# Work to be completed
Copy the lines below verbatim, starting at the line that contains "Where can the blue" and ending at the line that contains "pixel 775 570", with both of those lines included.

# Supplied material
** BEGIN **

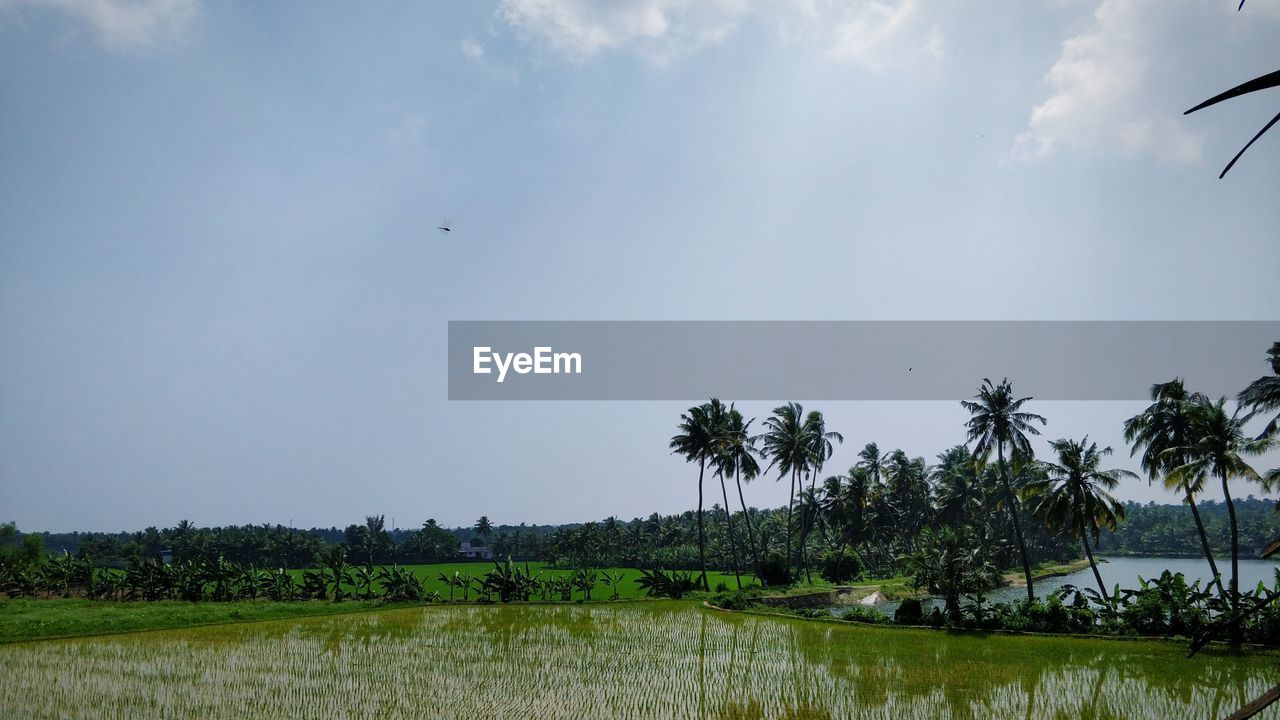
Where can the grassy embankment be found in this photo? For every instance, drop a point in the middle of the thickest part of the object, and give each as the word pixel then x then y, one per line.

** END **
** BEGIN **

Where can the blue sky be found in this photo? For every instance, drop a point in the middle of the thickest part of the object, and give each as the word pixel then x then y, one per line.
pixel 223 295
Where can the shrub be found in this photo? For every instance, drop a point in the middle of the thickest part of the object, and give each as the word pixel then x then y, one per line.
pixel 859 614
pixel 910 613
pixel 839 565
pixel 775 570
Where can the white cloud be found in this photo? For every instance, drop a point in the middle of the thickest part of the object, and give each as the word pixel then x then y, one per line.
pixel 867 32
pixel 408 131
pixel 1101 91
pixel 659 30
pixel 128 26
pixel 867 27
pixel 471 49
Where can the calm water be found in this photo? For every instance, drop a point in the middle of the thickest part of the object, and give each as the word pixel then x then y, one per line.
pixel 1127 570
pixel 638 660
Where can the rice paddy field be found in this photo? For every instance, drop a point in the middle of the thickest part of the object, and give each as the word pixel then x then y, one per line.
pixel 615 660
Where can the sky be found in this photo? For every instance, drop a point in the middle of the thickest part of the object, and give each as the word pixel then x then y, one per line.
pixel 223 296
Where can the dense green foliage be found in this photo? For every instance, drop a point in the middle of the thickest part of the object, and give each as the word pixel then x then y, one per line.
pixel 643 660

** END **

# Reply
Where can the blue sky be found in this photo? For every instance, drop a point in the middle of the thickest part of the object, and give each as the word pixel then x then y, one per line.
pixel 223 295
Where can the shrub be found in this photo? For every instance, drop a point in the middle of the thickest part of the object, and give each as the word pixel then x then y, one per line.
pixel 859 614
pixel 910 613
pixel 839 565
pixel 775 570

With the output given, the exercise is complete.